Report each line of the rows below that contains the string "woman". Case counts.
★ ★ ★ ★ ★ ★ ★
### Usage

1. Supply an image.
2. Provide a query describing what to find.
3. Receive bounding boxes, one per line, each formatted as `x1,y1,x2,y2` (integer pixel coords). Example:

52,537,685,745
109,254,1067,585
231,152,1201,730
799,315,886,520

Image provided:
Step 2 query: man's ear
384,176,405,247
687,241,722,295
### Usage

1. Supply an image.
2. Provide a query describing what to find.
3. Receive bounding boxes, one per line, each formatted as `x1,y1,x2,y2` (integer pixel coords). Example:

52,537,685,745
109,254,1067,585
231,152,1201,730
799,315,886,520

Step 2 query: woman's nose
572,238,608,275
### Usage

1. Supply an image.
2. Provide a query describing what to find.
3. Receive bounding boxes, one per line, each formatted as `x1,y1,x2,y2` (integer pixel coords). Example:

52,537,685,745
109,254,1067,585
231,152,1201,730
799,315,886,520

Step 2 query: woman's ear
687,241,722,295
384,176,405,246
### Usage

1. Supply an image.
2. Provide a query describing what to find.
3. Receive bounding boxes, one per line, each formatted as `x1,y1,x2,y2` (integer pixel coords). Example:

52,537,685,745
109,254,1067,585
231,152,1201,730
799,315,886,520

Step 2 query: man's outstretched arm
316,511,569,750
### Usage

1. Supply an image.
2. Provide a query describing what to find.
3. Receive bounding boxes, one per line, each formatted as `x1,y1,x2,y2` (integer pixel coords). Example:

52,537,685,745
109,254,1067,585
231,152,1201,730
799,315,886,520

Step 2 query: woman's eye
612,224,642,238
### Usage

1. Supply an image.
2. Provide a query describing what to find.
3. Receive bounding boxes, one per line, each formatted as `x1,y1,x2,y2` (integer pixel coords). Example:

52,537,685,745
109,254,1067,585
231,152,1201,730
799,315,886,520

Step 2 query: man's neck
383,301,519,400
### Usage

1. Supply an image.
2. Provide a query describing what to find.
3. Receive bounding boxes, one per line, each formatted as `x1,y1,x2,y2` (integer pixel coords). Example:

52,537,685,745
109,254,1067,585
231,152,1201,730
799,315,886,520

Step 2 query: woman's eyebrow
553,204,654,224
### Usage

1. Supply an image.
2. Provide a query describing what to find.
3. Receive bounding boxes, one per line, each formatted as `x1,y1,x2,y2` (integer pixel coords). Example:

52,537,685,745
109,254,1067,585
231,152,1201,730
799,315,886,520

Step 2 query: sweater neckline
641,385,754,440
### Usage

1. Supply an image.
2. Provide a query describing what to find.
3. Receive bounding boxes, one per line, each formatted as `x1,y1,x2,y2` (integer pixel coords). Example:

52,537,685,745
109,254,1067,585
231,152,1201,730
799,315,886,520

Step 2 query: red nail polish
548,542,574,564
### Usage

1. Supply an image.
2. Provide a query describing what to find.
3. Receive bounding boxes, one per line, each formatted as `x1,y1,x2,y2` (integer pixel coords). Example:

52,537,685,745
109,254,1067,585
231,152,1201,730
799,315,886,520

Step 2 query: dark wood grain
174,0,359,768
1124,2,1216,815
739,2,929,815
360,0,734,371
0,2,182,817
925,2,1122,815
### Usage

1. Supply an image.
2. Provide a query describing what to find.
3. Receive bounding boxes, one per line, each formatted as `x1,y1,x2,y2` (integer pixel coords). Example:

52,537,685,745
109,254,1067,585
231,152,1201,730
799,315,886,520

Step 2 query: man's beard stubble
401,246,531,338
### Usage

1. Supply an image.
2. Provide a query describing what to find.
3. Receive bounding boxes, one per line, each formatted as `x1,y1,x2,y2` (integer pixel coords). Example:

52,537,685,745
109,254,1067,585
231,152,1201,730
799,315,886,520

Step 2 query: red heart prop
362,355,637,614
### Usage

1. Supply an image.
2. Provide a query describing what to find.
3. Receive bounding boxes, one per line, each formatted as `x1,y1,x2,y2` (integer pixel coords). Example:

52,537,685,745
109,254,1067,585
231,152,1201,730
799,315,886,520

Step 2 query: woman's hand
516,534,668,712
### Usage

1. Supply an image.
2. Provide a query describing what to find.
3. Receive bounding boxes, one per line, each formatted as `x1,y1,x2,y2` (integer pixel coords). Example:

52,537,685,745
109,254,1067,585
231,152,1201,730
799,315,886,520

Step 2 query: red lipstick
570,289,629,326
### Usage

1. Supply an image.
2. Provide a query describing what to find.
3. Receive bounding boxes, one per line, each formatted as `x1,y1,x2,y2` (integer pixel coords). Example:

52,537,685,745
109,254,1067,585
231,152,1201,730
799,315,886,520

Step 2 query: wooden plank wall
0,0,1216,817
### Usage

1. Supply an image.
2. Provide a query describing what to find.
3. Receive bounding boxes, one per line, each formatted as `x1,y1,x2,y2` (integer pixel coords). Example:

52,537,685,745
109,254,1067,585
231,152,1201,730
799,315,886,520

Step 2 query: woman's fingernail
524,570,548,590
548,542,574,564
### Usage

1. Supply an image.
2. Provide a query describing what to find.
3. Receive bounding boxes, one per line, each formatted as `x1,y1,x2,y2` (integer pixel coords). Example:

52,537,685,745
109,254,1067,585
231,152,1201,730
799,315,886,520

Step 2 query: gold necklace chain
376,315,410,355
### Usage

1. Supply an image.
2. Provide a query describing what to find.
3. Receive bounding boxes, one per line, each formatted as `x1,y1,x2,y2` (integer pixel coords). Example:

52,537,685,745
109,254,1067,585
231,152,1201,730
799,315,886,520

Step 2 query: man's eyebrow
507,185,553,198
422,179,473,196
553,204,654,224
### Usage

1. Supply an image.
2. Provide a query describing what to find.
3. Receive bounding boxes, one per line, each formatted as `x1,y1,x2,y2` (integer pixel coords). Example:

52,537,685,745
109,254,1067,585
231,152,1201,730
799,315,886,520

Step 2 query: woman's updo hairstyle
★ ★ ★ ★ ★ ★ ★
__Right answer__.
Step 2 query: woman's nose
Step 2 query: woman's ear
Step 2 query: woman's eye
Step 2 query: woman's eyebrow
Step 2 query: woman's hand
Step 2 query: woman's fingernail
Step 2 query: woman's updo hairstyle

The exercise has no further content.